# iMenu for DSTwo



## tempBOT (Oct 1, 2010)

*iMenu for DSTwo*
Unofficial plugin menu replacement.
Some of you are aware that I have been (slowly) working on a replacement for the DSTwo plugin menu...





...Well I have finally added a download link for the first beta release on my website. Currently, I ask that people do not mirror this download, but by all means mirror this post.






 Download

Contributed by spinal_cord​


----------



## Man18 (Oct 1, 2010)

sure i will give this a try when its a little more developed thanks for the hard work


----------



## Terminator02 (Oct 1, 2010)

keep up the good work, can't wait til the full release is done


----------



## thebigboss14 (Oct 1, 2010)

Looks pretty good. I wish I had a DS2 card to test it but thanks for the effort.


----------



## iFish (Oct 2, 2010)

I shall give this a try 
	

	
	
		
		

		
		
	


	




Thanks


----------



## RoMee (Oct 2, 2010)

I guess mod can delete  my topic, 
no point in having two topic on the same subject 
	

	
	
		
		

		
		
	


	





edit:
I decided not to use this imenu
it's a little slow, and not really worth it
the only reason to use this is, because it's prettier
not really worth the trouble..


----------



## 9th_Sage (Oct 2, 2010)

What exact format do icons need to be in?  I thought it was 16-bit BMP, but for some reason I have one icon I was making that just will NOT show up right.  Oddly the other one I made does.


----------



## RoMee (Oct 2, 2010)

════════════════════

§ Given instruction A
Repeat the part of the iMenu for DSTwo thread starting with "## 9th_Sage (Oct" and going on through "I made does.".
§ Given instruction B
In the iMenu for DSTwo thread, why does RoMee decide not to use iMenu?
The listing below comes from a separate source.

§ Source material
════════════════════

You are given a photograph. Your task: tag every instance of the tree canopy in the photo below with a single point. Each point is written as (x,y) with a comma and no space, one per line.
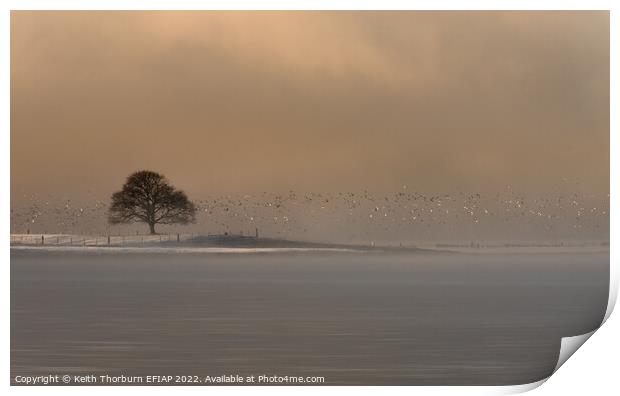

════════════════════

§ Full solution A
## 9th_Sage (Oct 2, 2010)

What exact format do icons need to be in?  I thought it was 16-bit BMP, but for some reason I have one icon I was making that just will NOT show up right.  Oddly the other one I made does.

§ Full solution B
It's a little slow and not really worth the trouble.